┌─ RECORDS PROVIDED

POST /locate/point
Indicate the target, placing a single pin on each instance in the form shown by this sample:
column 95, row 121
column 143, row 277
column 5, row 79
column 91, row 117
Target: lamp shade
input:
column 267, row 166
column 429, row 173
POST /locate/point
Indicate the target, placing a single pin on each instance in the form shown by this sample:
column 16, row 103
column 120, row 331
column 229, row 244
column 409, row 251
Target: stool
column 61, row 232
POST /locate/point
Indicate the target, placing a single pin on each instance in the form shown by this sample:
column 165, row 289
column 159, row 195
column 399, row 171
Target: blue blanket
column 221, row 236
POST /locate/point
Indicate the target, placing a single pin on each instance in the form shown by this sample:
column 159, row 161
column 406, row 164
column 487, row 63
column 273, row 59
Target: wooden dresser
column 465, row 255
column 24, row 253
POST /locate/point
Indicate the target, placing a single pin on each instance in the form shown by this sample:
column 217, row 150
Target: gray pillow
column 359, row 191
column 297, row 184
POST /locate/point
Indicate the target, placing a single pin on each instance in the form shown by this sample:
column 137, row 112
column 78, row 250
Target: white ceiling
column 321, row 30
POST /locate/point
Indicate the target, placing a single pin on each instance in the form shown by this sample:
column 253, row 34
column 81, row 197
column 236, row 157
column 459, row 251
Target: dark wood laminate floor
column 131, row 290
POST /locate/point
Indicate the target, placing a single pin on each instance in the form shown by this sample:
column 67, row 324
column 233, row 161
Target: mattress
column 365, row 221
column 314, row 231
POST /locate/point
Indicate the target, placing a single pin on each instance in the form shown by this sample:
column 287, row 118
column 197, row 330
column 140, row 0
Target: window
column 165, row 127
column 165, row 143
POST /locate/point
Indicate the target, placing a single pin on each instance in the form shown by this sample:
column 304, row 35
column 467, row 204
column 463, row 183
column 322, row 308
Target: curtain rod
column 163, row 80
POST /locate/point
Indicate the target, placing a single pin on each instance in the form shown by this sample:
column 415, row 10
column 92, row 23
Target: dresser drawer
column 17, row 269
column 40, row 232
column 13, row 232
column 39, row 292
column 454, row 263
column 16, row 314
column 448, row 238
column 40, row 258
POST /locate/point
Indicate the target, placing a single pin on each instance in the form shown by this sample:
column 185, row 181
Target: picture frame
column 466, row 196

└─

### YOUR TASK:
Collect every line of the listing above that contains the word "dresser", treating case as significant.

### COMPLETED EXERCISE:
Target: wooden dresser
Target: dresser drawer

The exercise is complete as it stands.